▶ **YOUR TASK**
Gather every line in the records that contains the string "Would", and copy each one in full. Case counts, so include only lines where the capitalization matches.

▶ **RECORDS SHOWN**
┌──
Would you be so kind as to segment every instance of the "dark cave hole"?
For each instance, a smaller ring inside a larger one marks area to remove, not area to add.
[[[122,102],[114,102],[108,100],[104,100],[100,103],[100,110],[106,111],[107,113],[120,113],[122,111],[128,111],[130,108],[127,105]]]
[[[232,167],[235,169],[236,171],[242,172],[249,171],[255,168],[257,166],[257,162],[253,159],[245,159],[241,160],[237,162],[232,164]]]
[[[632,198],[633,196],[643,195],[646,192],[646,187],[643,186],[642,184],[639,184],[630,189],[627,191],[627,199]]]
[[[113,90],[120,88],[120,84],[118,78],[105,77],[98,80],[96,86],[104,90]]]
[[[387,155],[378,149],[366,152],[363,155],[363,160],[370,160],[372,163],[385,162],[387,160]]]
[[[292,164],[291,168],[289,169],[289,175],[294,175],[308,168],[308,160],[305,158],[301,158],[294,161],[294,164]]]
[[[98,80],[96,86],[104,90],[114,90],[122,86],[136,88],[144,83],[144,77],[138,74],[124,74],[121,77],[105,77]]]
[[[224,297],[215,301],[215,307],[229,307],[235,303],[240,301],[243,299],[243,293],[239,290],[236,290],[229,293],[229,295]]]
└──
┌──
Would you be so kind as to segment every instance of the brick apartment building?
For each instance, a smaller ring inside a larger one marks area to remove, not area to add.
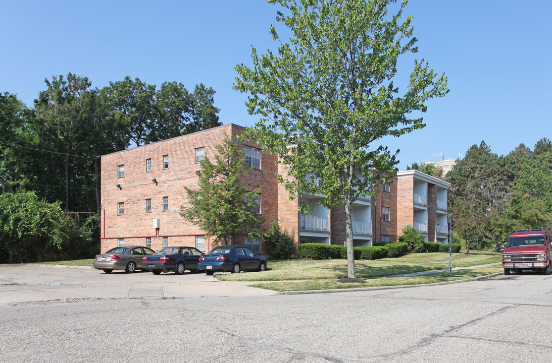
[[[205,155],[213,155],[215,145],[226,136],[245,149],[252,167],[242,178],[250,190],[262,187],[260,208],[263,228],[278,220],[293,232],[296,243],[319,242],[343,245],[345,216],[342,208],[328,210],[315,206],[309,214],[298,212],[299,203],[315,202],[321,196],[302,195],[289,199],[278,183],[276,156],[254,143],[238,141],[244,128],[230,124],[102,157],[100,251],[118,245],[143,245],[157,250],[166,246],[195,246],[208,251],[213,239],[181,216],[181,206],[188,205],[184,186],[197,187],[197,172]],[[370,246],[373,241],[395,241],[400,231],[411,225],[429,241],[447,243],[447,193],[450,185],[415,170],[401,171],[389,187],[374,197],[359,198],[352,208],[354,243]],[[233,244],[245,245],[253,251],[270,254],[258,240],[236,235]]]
└──
┌──
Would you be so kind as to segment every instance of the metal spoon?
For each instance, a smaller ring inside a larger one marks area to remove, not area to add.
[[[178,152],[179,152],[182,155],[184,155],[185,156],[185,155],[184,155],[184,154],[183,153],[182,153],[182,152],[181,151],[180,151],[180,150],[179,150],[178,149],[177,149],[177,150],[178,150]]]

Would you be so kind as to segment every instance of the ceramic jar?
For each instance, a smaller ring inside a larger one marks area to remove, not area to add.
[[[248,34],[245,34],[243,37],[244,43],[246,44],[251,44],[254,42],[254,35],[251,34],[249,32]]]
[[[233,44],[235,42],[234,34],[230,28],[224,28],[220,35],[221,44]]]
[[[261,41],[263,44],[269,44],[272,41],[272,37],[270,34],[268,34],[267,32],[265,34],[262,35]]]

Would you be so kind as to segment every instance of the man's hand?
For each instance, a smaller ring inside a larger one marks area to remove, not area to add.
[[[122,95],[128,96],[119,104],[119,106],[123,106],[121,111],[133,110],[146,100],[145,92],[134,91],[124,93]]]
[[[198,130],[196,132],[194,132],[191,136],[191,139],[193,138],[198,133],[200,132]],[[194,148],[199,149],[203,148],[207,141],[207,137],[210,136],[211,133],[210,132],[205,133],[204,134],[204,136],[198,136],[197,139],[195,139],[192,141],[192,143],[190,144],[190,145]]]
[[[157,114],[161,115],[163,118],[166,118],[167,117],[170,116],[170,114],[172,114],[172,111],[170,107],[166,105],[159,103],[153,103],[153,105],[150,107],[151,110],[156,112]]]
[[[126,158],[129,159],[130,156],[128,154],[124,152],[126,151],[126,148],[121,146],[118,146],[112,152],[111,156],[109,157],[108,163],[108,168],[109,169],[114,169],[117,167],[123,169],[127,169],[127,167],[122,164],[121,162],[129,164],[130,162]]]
└──
▶ **TASK SOLUTION**
Would you be so kind as to segment every instance of the "dark cave hole"?
Would you be so kind as to segment every instance of the brick apartment building?
Would you be so kind as to segment every instance of the metal spoon?
Would you be so kind as to segment every instance of the ceramic jar?
Would you be so kind as to segment every instance of the man's hand?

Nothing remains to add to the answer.